╭─ 记录数据
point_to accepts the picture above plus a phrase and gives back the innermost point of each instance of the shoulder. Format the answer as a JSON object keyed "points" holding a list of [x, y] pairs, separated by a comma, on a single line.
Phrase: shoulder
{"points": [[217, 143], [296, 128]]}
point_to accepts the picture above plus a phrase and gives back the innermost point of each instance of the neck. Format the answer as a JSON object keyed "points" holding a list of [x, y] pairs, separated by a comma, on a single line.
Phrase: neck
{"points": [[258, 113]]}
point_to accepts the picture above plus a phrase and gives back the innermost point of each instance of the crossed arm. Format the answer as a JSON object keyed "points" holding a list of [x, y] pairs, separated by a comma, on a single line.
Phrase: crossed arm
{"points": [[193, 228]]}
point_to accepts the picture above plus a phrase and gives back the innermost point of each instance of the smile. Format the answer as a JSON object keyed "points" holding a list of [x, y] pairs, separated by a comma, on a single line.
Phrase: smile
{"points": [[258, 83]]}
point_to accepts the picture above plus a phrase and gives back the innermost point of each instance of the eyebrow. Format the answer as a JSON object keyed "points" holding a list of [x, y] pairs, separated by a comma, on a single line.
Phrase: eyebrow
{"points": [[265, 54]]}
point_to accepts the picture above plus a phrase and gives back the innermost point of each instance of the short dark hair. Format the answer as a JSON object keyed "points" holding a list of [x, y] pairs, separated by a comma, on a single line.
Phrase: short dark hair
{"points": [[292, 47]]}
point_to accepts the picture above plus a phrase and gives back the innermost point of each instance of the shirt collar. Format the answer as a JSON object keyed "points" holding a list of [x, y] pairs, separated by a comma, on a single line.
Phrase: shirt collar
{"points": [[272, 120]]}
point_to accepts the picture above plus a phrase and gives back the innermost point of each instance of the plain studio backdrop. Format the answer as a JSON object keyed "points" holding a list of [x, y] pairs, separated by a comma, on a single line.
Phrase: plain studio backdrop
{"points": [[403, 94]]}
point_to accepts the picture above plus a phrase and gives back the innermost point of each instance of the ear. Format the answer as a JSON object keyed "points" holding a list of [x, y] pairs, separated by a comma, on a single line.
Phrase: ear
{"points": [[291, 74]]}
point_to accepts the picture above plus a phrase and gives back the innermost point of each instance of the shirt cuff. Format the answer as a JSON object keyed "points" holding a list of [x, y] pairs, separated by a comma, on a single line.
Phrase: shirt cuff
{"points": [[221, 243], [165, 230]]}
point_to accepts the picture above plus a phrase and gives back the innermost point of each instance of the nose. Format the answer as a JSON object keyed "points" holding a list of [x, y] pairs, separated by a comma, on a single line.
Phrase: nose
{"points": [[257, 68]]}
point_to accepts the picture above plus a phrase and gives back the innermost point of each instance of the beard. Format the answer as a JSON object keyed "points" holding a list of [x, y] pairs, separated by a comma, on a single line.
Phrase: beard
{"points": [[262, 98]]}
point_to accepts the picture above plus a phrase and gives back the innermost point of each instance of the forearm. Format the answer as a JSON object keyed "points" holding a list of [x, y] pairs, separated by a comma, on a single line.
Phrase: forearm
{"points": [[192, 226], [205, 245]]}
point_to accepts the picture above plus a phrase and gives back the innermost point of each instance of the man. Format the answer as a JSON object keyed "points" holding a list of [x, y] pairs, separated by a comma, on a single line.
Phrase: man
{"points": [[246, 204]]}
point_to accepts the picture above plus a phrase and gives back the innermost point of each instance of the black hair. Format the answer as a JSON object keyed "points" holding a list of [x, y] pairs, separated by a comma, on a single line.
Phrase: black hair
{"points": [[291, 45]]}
╰─
╭─ 记录数据
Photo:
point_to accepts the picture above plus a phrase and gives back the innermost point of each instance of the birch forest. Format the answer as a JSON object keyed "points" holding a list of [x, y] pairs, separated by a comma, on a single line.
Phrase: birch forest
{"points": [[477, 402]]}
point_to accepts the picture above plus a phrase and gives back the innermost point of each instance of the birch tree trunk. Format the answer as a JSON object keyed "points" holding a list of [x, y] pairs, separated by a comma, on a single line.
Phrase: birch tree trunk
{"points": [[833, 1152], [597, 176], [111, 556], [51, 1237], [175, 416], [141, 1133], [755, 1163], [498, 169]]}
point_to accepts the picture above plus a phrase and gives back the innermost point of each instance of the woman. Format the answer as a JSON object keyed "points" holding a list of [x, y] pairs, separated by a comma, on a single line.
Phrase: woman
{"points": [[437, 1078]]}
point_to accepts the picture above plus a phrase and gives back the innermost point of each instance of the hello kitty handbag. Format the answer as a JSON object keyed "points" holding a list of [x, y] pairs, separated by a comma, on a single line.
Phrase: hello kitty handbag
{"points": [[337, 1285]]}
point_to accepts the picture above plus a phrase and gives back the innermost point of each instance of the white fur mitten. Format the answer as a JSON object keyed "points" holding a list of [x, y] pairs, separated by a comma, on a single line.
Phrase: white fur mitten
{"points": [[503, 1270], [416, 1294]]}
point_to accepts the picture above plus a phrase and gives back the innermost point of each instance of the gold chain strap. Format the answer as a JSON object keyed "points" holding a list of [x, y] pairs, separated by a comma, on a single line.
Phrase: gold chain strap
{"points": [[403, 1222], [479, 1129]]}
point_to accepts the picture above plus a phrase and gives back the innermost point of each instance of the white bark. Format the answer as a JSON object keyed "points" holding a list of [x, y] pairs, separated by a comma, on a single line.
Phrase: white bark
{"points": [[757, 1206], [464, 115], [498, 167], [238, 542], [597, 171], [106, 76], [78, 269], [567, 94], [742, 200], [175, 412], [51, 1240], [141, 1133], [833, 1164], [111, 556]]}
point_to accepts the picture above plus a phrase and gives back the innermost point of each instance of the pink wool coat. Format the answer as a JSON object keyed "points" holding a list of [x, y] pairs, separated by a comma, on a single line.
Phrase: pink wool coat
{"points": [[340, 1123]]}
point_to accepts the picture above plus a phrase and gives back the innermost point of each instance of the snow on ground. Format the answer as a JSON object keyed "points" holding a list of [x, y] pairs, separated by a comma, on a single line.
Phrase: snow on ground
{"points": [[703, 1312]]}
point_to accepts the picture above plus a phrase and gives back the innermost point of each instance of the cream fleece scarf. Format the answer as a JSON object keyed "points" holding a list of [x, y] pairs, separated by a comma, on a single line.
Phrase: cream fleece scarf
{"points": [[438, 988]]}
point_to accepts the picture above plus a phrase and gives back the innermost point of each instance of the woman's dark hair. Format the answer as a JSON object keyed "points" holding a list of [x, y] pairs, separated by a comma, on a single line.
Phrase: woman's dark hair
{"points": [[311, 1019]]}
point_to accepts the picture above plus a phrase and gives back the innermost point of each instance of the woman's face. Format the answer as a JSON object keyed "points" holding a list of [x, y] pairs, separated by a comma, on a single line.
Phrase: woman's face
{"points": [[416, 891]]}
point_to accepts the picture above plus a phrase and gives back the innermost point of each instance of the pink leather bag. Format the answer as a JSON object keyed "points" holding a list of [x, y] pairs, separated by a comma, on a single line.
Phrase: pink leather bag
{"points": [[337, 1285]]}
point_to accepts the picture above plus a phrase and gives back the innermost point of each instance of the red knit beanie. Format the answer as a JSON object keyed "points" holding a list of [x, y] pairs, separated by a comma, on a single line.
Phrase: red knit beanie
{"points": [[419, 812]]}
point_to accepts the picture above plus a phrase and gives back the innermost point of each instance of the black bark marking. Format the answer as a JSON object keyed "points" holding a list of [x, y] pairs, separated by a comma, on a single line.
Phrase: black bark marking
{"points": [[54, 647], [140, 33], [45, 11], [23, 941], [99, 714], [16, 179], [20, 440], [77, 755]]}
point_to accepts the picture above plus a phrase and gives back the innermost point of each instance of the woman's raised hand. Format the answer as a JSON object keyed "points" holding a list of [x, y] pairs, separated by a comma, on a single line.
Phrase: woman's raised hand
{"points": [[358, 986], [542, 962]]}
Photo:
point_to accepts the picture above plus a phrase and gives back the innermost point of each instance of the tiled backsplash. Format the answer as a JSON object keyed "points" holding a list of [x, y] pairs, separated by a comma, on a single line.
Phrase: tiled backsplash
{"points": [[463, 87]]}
╰─
▶ 任务要求:
从含有“of the hello”的那一行开始，到含有“Phrase: hello kitty handbag”的那一行为止，把这几行重新写出，并将其中的“handbag”换成“purse”，其他内容一律不改。

▶ 本题答案:
point_to accepts the picture above plus a phrase and gives back the innermost point of each instance of the hello kitty purse. Format the answer as a JSON object keyed "points" holding a list of [x, y] pairs, separated by a comma, on a single line.
Phrase: hello kitty purse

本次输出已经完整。